--- Data ---
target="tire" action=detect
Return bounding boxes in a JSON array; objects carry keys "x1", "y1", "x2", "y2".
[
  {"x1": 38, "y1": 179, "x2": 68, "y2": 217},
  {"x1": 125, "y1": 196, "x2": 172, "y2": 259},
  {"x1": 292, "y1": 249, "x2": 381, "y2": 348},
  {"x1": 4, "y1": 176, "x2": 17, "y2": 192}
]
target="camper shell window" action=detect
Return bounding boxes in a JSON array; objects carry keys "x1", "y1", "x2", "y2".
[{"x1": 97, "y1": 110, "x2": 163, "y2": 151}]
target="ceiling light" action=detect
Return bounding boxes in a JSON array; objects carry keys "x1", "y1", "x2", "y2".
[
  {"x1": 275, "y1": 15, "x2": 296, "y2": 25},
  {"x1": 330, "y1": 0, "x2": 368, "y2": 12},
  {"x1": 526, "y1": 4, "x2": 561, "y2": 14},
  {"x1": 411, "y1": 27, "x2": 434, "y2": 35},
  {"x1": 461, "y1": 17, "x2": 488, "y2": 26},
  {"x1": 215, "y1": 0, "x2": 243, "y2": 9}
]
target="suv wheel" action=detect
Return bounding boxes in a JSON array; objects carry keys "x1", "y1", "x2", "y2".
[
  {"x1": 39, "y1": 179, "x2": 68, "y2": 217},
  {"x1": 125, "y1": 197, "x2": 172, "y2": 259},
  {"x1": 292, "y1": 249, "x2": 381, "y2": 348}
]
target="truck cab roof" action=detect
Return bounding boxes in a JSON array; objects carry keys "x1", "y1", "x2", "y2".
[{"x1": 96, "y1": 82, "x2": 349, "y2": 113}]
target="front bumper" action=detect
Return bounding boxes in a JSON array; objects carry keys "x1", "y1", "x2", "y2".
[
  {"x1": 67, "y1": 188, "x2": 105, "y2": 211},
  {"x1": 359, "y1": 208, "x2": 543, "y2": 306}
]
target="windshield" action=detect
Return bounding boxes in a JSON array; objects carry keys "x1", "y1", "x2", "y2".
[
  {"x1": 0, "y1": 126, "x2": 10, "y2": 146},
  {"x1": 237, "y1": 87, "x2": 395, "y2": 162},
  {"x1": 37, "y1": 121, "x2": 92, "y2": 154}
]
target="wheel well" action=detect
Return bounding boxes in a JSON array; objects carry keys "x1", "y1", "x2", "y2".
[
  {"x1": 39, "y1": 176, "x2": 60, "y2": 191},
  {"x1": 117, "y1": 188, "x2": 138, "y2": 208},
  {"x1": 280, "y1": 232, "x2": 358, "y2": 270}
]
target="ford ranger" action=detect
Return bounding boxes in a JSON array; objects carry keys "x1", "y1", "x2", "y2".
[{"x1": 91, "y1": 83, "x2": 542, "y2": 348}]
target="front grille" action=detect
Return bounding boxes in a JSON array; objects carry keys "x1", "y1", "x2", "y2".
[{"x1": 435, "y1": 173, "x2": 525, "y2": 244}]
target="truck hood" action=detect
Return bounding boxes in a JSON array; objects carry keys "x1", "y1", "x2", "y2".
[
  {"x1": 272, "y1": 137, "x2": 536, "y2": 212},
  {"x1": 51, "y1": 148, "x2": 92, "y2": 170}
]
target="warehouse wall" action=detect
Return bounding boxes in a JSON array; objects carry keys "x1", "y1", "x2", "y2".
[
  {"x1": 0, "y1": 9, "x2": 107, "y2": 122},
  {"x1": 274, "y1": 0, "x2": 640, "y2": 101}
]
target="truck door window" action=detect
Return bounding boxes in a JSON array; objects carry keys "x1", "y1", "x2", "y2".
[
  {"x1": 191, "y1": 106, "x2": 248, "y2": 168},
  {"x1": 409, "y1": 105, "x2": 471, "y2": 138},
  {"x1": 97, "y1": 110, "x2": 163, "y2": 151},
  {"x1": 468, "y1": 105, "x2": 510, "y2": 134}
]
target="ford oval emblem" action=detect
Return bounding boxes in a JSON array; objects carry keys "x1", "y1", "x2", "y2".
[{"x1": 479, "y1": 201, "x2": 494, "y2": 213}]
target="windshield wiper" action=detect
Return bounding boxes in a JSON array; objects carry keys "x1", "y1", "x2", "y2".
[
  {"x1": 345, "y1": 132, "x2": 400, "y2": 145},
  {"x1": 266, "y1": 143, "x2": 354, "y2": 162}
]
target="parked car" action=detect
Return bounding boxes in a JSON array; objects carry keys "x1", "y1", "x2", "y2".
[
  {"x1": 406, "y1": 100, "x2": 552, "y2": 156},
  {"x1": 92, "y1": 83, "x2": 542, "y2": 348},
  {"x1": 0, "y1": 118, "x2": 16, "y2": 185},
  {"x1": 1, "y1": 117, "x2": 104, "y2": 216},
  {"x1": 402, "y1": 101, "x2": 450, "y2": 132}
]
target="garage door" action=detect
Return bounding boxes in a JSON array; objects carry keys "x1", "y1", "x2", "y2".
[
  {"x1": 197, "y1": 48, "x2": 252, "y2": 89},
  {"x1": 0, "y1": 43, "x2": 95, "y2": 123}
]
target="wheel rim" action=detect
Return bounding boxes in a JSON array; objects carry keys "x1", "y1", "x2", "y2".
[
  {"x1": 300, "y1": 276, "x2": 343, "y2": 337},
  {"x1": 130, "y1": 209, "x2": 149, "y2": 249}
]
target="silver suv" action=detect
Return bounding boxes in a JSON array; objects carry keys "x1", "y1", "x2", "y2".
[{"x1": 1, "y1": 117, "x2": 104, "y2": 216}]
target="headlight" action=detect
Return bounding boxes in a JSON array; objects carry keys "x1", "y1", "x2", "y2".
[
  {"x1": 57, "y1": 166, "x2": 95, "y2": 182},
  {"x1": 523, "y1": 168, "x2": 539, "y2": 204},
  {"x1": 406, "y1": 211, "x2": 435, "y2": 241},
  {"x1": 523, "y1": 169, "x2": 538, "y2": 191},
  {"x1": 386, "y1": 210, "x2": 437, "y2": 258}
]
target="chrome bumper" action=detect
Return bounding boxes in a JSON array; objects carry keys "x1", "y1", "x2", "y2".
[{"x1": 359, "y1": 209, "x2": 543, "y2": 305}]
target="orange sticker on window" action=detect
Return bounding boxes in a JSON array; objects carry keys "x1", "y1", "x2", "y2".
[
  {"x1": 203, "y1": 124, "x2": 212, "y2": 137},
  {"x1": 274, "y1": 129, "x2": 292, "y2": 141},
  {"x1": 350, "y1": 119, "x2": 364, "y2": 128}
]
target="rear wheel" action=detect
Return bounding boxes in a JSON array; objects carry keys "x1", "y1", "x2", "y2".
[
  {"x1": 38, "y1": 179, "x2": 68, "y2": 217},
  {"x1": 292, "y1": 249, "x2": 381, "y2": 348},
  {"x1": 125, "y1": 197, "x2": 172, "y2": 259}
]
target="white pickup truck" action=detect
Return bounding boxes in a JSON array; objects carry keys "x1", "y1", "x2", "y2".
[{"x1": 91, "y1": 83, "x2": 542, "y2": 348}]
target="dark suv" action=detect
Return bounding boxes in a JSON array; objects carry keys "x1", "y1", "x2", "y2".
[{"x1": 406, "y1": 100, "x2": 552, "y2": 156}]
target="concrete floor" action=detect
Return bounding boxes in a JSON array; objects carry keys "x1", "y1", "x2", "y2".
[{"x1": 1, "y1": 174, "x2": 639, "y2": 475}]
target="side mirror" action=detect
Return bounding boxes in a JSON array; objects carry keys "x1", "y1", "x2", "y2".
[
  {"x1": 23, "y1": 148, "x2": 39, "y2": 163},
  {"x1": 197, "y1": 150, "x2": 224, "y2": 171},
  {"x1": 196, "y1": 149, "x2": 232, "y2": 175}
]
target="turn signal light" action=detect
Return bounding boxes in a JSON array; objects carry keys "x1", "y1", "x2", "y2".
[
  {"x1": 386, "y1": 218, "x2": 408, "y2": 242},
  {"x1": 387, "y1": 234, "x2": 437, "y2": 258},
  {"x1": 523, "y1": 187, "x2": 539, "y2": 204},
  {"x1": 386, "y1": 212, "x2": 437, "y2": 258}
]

--- The problem ---
Across the listing above, how many lines carry "door"? Give only the number.

--- Answer below ---
2